● **Instructions for the task**
Extract each line below that contains the string "slab". Treat uppercase and lowercase letters as distinct.
+++ Material +++
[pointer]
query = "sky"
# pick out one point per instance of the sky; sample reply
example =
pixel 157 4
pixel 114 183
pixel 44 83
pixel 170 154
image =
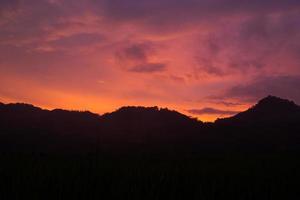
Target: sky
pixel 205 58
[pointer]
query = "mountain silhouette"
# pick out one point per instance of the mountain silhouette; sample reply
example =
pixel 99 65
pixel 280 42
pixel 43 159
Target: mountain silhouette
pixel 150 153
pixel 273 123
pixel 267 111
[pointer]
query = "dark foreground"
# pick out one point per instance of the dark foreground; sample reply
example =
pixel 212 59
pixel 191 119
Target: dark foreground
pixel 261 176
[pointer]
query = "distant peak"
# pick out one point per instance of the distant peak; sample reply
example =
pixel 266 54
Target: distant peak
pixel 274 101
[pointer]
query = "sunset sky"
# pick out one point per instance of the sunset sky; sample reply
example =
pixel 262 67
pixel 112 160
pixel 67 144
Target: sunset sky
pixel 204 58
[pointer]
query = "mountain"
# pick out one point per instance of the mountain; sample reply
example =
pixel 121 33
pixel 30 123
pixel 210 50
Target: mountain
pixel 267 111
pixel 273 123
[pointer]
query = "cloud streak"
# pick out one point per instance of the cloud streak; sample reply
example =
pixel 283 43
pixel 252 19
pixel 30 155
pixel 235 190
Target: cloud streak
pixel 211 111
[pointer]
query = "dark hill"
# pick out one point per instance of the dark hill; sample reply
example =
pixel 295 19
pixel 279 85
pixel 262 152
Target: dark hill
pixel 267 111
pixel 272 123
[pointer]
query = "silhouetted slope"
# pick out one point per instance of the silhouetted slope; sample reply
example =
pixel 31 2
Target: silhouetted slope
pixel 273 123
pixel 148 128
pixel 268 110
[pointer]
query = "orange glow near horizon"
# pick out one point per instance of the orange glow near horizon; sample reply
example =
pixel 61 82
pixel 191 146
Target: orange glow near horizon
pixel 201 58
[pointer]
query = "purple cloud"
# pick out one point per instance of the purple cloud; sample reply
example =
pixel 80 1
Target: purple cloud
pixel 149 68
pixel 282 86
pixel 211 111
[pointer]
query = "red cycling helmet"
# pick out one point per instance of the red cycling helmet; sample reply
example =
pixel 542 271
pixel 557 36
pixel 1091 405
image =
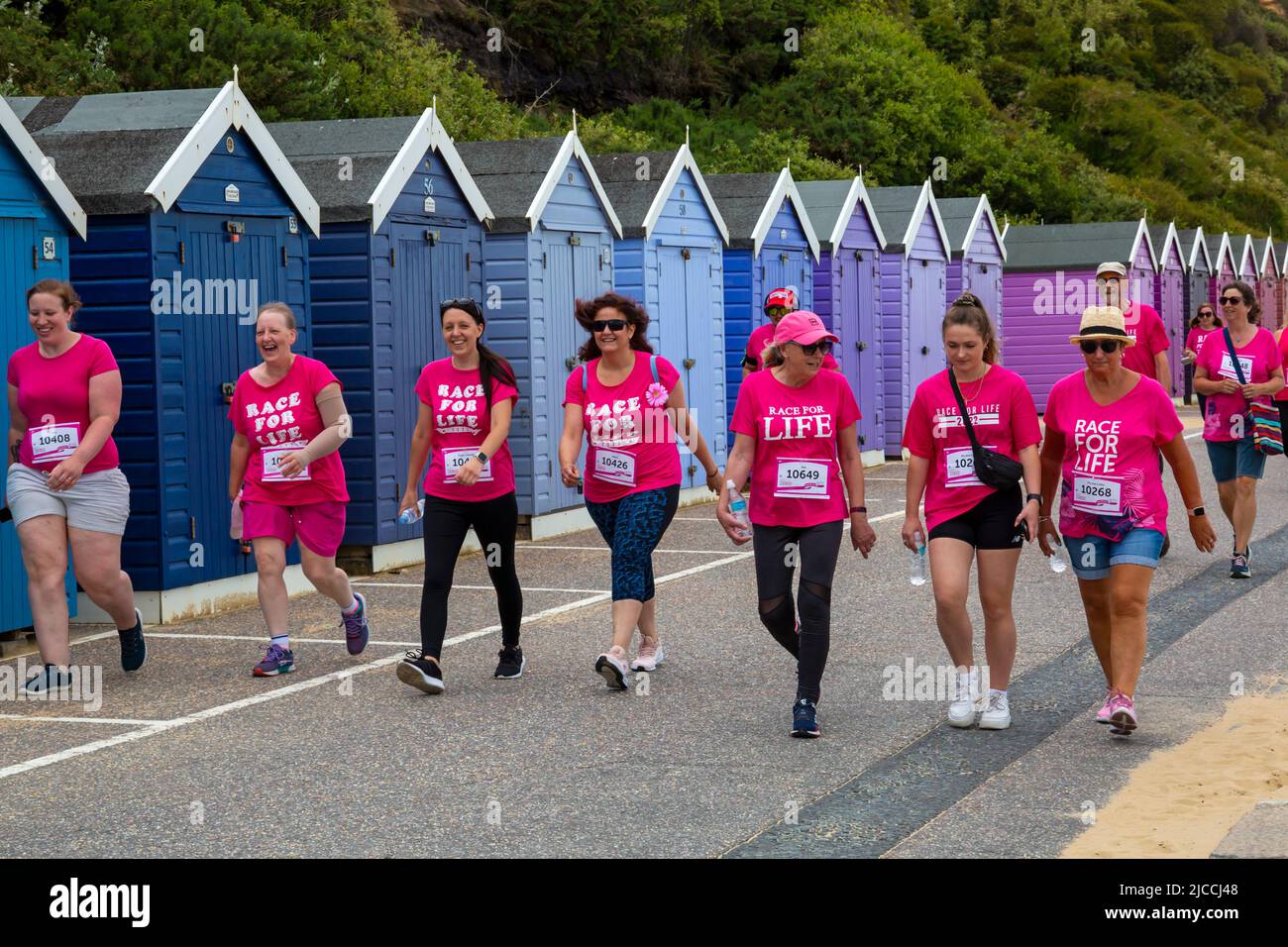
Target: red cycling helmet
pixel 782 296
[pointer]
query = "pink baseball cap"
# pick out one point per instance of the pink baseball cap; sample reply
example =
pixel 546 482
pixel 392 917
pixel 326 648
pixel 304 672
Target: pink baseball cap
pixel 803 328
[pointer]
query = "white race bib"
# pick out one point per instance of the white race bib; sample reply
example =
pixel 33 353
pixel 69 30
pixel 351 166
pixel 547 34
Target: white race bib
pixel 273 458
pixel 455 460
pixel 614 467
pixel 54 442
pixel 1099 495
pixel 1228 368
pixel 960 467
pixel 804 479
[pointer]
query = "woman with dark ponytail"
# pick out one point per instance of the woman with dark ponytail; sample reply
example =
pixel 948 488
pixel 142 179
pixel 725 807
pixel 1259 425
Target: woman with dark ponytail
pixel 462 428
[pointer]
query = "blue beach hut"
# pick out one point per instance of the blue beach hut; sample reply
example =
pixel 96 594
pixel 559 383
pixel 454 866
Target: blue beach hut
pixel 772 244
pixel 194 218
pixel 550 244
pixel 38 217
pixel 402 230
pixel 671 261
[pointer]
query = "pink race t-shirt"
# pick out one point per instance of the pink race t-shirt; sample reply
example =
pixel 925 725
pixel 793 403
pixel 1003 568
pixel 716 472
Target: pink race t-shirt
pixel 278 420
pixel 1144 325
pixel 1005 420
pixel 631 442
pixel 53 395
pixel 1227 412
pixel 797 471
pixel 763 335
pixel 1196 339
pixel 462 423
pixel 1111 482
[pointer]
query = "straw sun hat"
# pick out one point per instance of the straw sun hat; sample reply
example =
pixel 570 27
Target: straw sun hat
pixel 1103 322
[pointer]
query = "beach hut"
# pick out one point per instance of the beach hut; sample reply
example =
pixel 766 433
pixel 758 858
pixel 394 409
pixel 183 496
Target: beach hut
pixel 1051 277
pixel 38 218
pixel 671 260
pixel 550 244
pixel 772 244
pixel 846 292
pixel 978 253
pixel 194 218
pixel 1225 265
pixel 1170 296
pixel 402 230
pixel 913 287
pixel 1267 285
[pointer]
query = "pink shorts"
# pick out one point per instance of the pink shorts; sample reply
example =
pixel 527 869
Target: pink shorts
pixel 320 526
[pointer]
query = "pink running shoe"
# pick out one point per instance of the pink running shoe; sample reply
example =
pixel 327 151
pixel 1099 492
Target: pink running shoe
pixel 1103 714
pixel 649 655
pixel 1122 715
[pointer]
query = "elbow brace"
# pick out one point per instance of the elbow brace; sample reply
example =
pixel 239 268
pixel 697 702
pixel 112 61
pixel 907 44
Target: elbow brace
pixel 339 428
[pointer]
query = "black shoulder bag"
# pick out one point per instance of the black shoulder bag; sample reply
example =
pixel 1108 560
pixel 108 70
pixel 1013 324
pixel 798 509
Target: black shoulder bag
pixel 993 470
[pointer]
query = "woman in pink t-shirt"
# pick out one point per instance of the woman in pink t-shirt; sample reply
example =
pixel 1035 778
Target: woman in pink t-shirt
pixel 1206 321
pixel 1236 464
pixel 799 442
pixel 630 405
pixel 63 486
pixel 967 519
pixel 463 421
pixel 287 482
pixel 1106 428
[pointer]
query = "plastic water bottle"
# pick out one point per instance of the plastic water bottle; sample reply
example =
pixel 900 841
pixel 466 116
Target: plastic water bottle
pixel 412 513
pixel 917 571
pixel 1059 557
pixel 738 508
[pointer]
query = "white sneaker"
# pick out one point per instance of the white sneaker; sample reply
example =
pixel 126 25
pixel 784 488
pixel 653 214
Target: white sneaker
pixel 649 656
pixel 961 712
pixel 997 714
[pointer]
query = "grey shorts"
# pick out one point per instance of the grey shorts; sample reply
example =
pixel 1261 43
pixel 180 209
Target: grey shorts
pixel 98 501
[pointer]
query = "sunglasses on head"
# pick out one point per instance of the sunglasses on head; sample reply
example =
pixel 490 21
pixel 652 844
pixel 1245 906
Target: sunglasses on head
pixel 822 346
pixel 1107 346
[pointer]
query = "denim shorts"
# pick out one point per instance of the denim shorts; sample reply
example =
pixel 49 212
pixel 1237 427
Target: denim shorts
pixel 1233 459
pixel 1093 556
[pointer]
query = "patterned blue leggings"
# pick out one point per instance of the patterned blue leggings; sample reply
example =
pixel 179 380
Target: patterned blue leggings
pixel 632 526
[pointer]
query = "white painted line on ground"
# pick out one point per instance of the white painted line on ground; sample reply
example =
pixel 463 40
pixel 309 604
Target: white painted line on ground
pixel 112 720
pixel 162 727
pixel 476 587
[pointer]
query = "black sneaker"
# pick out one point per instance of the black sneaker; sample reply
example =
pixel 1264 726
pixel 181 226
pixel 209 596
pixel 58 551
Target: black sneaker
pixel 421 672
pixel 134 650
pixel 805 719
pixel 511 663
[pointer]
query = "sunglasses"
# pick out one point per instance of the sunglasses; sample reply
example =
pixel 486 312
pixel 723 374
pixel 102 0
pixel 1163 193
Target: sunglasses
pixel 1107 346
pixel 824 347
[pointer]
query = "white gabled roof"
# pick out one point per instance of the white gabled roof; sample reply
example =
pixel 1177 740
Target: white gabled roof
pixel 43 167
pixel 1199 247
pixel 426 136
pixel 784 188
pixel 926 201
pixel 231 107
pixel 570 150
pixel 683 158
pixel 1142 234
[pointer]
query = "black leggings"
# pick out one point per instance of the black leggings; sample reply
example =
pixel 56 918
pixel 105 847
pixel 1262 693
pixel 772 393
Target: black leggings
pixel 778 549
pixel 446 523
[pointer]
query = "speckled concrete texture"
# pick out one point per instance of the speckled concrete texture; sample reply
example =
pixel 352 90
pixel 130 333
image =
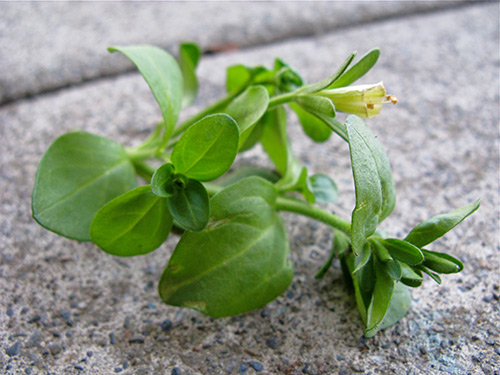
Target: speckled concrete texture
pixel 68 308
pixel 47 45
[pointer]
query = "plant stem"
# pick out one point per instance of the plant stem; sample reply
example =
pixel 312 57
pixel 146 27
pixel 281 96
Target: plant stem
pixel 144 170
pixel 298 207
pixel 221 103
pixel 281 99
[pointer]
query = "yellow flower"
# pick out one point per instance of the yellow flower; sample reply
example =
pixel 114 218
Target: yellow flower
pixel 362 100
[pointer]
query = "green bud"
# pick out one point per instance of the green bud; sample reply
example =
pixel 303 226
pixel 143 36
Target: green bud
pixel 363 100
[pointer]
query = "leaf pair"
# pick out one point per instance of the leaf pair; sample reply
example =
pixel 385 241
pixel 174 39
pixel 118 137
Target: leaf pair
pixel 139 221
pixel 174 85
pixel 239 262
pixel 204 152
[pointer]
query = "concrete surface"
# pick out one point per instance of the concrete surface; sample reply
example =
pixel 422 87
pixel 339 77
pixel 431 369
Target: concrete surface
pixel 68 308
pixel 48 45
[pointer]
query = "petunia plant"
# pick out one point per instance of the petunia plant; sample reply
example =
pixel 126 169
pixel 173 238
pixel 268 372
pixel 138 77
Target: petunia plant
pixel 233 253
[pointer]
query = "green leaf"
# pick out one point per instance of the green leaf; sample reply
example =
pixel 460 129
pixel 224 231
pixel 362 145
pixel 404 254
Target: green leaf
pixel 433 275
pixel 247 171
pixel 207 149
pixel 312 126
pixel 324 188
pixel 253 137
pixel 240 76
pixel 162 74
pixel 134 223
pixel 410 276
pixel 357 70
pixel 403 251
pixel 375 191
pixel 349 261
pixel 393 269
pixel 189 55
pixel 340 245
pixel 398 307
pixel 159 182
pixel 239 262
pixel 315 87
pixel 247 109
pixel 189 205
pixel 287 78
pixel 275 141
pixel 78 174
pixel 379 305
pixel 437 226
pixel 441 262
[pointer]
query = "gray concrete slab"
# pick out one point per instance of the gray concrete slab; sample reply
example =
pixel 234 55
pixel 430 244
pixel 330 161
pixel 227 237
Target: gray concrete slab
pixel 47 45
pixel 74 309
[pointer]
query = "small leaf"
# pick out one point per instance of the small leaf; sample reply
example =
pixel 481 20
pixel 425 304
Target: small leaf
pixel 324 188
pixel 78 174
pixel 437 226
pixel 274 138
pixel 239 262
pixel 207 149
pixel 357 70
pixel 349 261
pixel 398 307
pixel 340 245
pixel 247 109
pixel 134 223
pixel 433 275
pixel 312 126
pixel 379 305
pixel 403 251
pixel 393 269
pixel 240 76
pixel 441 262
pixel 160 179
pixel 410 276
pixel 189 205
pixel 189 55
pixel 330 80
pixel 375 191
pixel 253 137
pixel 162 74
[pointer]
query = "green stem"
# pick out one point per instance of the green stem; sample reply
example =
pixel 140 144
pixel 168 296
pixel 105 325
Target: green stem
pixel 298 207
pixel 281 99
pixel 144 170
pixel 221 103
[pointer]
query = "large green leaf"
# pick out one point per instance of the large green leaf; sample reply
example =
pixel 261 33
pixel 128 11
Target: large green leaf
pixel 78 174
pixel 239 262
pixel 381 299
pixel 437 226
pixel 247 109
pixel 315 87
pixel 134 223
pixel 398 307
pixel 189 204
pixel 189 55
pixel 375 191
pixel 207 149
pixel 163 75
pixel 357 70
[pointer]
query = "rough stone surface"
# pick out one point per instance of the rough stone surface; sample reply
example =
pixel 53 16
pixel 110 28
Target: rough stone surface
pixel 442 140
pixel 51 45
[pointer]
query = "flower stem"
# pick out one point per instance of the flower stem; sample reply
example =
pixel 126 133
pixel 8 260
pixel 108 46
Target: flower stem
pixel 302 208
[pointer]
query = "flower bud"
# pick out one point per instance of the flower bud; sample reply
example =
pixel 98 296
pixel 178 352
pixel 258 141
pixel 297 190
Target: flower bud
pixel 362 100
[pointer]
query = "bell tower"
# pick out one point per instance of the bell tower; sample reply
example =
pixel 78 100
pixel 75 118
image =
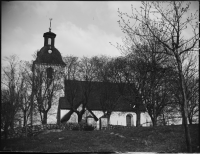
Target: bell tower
+++
● **Answer below**
query = "gray concrete slab"
# pick out one point per instance of the gray concrete slab; sample reply
Target: gray concrete slab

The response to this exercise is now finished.